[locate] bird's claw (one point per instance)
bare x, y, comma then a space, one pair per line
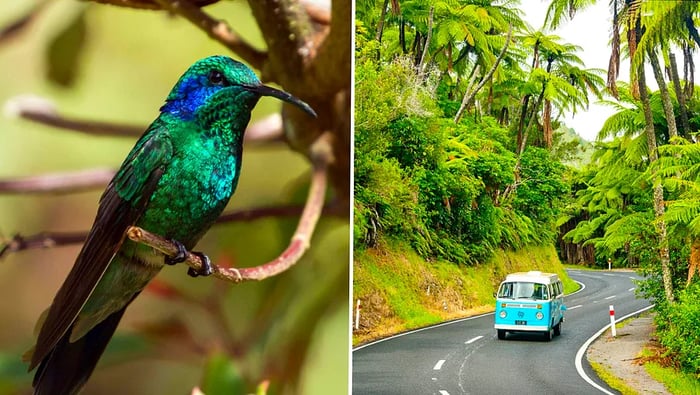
205, 270
181, 255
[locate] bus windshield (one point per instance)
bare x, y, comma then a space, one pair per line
523, 290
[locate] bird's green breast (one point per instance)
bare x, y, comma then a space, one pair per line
194, 188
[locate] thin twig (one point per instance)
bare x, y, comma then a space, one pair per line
55, 239
66, 182
321, 158
217, 30
41, 240
19, 25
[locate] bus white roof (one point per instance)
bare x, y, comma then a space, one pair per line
533, 277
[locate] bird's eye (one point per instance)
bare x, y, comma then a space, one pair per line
216, 77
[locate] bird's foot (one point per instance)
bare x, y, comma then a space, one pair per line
205, 270
181, 256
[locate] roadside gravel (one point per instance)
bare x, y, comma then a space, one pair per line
620, 355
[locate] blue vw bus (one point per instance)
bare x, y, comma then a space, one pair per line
530, 302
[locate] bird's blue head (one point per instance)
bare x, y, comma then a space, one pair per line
219, 83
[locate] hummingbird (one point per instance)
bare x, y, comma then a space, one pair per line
175, 182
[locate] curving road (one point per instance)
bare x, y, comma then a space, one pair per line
465, 357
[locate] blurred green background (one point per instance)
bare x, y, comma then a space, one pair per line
292, 330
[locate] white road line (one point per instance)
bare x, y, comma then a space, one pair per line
470, 341
422, 329
581, 351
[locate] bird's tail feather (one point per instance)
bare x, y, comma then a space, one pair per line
68, 366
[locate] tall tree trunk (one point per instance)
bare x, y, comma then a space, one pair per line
463, 106
614, 62
694, 263
380, 27
382, 17
468, 99
683, 111
402, 34
658, 188
665, 97
421, 64
547, 132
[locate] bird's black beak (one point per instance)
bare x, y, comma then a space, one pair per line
264, 90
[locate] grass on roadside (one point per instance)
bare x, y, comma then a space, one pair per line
615, 383
675, 381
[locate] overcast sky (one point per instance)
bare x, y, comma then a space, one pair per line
590, 29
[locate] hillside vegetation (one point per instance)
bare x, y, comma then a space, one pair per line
461, 154
400, 291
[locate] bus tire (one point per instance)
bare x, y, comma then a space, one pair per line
557, 329
549, 334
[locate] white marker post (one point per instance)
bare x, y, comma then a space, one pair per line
612, 321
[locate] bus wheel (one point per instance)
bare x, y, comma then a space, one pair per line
549, 334
557, 329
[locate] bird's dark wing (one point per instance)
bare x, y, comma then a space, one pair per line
122, 203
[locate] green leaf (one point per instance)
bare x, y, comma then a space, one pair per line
222, 377
63, 52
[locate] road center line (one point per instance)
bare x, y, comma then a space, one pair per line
470, 341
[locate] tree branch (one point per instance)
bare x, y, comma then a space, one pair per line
217, 30
41, 240
310, 213
66, 182
321, 158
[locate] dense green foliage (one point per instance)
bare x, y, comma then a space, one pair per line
457, 104
449, 189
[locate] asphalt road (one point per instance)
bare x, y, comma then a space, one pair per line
465, 356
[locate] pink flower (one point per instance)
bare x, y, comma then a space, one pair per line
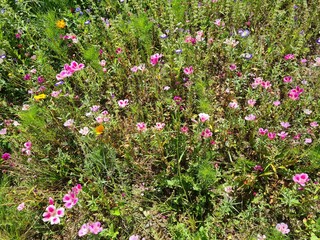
159, 126
263, 131
154, 59
287, 79
141, 126
251, 102
55, 94
285, 124
75, 66
95, 228
123, 103
53, 215
83, 230
308, 140
283, 228
188, 70
276, 103
84, 131
206, 133
233, 104
134, 69
233, 67
250, 117
103, 63
314, 124
6, 156
69, 123
288, 56
21, 206
301, 179
282, 135
203, 117
3, 131
184, 129
266, 84
271, 135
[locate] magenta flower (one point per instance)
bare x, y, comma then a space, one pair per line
53, 215
159, 126
272, 135
95, 228
250, 117
283, 228
263, 131
123, 103
206, 133
288, 57
287, 79
154, 59
188, 70
314, 124
251, 102
285, 124
75, 66
282, 135
21, 207
203, 117
301, 179
141, 126
6, 156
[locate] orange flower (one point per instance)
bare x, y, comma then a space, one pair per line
61, 24
99, 130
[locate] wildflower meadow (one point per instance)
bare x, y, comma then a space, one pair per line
159, 119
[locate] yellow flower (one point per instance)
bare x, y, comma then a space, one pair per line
40, 96
99, 130
61, 24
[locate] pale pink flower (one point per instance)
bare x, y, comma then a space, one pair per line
282, 135
188, 70
123, 103
159, 126
251, 102
141, 126
21, 206
69, 123
154, 59
250, 117
3, 131
84, 131
95, 228
203, 117
314, 124
206, 133
301, 179
285, 124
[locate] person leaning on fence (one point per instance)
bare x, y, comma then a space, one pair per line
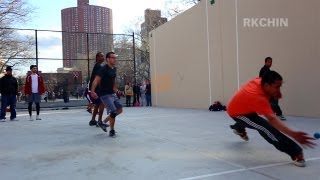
9, 91
34, 89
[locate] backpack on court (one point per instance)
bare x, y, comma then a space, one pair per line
217, 106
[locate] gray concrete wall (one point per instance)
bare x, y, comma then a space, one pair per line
208, 52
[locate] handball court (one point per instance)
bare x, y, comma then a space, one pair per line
151, 143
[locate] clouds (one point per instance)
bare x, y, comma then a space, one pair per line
126, 12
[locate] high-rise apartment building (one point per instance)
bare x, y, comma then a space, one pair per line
86, 29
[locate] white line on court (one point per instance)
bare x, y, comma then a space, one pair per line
244, 169
54, 112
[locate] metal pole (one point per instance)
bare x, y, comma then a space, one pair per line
36, 36
88, 56
134, 60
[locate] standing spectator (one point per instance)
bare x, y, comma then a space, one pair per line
98, 105
128, 92
9, 91
106, 77
148, 92
274, 102
34, 89
142, 92
136, 95
45, 96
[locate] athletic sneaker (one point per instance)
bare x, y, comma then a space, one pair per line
112, 133
103, 126
101, 122
299, 160
92, 123
282, 118
243, 135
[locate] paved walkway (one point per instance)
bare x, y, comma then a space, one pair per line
151, 143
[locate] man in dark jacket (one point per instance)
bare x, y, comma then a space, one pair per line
9, 91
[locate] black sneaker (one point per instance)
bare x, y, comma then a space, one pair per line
107, 125
102, 126
92, 123
243, 135
112, 133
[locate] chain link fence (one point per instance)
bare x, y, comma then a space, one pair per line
64, 59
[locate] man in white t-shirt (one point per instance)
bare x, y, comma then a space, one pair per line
34, 89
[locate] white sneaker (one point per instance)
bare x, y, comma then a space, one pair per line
38, 118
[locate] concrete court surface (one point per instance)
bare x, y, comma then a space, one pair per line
151, 143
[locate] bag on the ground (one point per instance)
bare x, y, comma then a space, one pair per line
217, 106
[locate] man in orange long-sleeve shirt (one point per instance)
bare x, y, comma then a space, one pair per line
251, 101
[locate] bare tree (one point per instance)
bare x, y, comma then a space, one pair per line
14, 47
175, 7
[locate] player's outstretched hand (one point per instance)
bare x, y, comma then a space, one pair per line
304, 139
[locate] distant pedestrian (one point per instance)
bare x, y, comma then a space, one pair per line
34, 89
98, 105
142, 93
148, 93
9, 92
128, 91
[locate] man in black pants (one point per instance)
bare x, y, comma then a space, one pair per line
251, 101
98, 105
9, 91
274, 102
34, 89
106, 78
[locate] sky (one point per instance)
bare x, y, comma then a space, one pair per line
47, 16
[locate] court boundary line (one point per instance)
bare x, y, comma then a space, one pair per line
243, 169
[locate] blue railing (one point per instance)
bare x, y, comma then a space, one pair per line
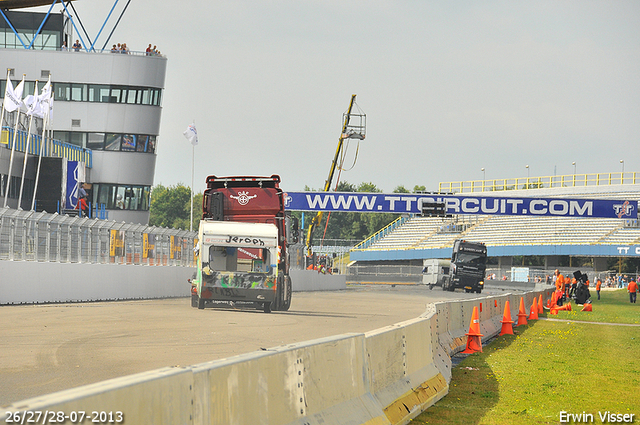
51, 148
381, 233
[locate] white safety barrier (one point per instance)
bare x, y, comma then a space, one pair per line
32, 282
386, 376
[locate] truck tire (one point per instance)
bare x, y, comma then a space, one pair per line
283, 293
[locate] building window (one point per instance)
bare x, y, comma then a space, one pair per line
112, 142
95, 141
129, 142
121, 197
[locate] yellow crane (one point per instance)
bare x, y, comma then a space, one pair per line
353, 127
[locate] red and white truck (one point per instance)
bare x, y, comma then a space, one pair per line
243, 245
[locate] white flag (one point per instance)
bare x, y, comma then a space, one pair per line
191, 134
13, 98
34, 106
46, 99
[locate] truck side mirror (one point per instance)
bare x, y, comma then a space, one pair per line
292, 229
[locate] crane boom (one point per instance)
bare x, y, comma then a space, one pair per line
348, 132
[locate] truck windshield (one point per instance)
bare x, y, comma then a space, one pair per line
470, 258
240, 259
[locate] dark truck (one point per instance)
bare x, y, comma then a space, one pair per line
468, 265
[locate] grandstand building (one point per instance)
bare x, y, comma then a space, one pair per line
106, 115
412, 238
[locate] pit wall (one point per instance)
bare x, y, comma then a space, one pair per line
386, 376
32, 282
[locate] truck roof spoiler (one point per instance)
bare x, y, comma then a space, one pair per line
213, 181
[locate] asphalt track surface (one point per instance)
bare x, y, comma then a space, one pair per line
52, 347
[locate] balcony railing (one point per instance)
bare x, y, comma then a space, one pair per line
51, 148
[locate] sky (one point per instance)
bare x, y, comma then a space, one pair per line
448, 87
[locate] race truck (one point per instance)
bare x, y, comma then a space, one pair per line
243, 245
468, 265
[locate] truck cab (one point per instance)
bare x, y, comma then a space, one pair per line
239, 262
243, 244
468, 266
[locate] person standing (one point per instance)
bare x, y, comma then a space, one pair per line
632, 288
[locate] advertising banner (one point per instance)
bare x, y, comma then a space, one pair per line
75, 176
116, 243
148, 245
461, 204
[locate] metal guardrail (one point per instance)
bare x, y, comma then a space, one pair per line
44, 237
571, 180
51, 147
381, 233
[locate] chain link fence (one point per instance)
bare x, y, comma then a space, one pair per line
44, 237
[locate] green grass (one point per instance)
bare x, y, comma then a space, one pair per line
549, 367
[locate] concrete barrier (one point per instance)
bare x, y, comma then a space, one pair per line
32, 282
386, 376
36, 282
402, 373
311, 280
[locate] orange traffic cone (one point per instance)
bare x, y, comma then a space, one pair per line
522, 314
507, 323
474, 341
533, 315
540, 309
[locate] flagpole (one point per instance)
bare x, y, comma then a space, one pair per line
193, 156
5, 91
26, 149
13, 149
45, 123
1, 121
35, 187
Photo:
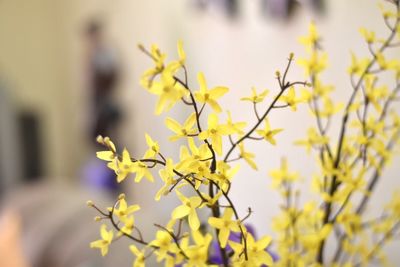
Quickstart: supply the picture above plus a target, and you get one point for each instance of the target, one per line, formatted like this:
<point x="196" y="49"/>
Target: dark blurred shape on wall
<point x="103" y="71"/>
<point x="281" y="9"/>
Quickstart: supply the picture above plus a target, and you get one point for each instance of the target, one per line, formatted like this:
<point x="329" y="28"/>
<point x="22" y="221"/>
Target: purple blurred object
<point x="98" y="176"/>
<point x="216" y="257"/>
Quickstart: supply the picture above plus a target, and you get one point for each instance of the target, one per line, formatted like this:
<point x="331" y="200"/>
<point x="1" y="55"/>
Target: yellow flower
<point x="215" y="131"/>
<point x="123" y="210"/>
<point x="141" y="171"/>
<point x="224" y="174"/>
<point x="225" y="226"/>
<point x="268" y="133"/>
<point x="103" y="243"/>
<point x="290" y="98"/>
<point x="108" y="155"/>
<point x="122" y="168"/>
<point x="256" y="98"/>
<point x="129" y="224"/>
<point x="204" y="95"/>
<point x="140" y="256"/>
<point x="167" y="89"/>
<point x="184" y="130"/>
<point x="154" y="148"/>
<point x="167" y="175"/>
<point x="257" y="256"/>
<point x="198" y="254"/>
<point x="188" y="208"/>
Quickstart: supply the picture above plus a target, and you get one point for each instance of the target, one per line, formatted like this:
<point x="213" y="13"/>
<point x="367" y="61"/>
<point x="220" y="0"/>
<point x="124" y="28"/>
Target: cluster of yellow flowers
<point x="349" y="167"/>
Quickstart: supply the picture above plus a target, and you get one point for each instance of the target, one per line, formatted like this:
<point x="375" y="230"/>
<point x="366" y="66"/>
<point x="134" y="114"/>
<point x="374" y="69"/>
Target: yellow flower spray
<point x="349" y="166"/>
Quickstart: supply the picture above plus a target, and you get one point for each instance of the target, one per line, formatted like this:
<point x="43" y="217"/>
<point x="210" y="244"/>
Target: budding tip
<point x="100" y="139"/>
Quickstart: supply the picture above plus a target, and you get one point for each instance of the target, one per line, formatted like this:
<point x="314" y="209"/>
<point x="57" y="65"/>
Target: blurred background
<point x="70" y="70"/>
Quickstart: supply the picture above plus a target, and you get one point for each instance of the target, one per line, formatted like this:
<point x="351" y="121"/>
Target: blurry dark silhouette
<point x="103" y="76"/>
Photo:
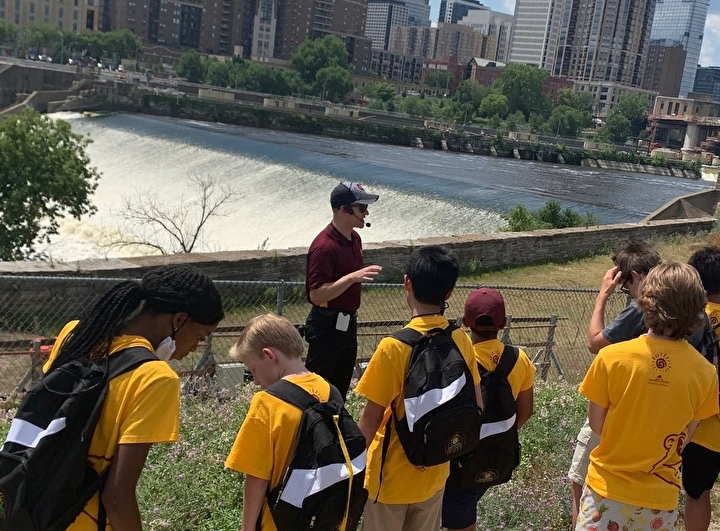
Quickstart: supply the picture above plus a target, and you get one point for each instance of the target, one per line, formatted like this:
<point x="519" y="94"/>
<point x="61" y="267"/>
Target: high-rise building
<point x="497" y="27"/>
<point x="70" y="16"/>
<point x="458" y="41"/>
<point x="681" y="22"/>
<point x="264" y="30"/>
<point x="707" y="81"/>
<point x="601" y="46"/>
<point x="535" y="32"/>
<point x="413" y="41"/>
<point x="451" y="11"/>
<point x="662" y="74"/>
<point x="382" y="16"/>
<point x="419" y="13"/>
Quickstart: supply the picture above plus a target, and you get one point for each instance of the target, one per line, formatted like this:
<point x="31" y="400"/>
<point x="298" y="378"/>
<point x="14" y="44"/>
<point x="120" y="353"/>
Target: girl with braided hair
<point x="168" y="312"/>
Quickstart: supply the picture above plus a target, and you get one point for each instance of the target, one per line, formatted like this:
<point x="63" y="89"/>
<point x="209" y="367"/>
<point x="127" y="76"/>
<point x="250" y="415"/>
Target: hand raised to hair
<point x="611" y="280"/>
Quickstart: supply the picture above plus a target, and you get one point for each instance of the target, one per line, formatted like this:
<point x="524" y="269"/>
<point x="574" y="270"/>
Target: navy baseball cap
<point x="348" y="193"/>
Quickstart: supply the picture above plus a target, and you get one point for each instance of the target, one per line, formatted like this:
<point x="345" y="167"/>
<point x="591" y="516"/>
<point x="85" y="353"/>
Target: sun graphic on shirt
<point x="661" y="362"/>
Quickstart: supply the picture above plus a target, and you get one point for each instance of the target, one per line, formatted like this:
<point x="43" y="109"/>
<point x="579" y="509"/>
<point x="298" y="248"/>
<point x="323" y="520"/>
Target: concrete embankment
<point x="639" y="168"/>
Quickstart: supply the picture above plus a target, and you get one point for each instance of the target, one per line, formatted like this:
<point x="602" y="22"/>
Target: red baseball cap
<point x="484" y="302"/>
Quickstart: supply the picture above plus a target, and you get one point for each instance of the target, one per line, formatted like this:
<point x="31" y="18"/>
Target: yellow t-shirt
<point x="383" y="383"/>
<point x="142" y="406"/>
<point x="652" y="388"/>
<point x="708" y="432"/>
<point x="522" y="376"/>
<point x="264" y="445"/>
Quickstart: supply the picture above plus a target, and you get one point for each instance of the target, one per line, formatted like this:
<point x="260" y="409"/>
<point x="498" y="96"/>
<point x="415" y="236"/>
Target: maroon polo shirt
<point x="330" y="257"/>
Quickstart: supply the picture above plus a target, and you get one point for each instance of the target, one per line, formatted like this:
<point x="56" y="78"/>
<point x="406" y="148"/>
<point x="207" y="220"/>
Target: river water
<point x="284" y="181"/>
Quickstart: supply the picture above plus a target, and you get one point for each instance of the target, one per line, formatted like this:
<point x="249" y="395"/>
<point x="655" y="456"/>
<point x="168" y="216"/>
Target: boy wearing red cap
<point x="485" y="316"/>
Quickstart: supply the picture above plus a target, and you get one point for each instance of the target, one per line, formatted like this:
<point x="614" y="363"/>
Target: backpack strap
<point x="408" y="336"/>
<point x="295" y="395"/>
<point x="126" y="360"/>
<point x="508" y="359"/>
<point x="506" y="363"/>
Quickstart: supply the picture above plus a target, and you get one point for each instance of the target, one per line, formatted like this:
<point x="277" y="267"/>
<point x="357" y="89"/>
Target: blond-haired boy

## Task statement
Among the entries above, locate the line with "[locate] pink flower (one point per instance)" and the line with "[locate] orange flower". Give those two lines and all lines between them again, exactly, leaving out the pictures.

## Answer space
[locate] pink flower (one point per instance)
bare x, y, comma then a space, one pair per line
159, 126
263, 131
154, 59
287, 79
141, 126
251, 102
55, 94
285, 124
75, 66
95, 228
123, 103
53, 215
83, 230
308, 140
283, 228
188, 70
276, 103
84, 131
206, 133
233, 104
134, 69
233, 67
250, 117
103, 63
314, 124
6, 156
69, 123
288, 56
21, 206
301, 179
282, 135
203, 117
3, 131
184, 129
266, 84
271, 135
[locate] magenta flower (one point per instance)
bare x, y, comma then a space, one pair per line
53, 215
159, 126
272, 135
95, 228
250, 117
283, 228
263, 131
123, 103
206, 133
288, 57
287, 79
154, 59
188, 70
314, 124
251, 102
285, 124
75, 66
282, 135
21, 207
203, 117
301, 179
141, 126
6, 156
[locate] orange flower (one point per instance)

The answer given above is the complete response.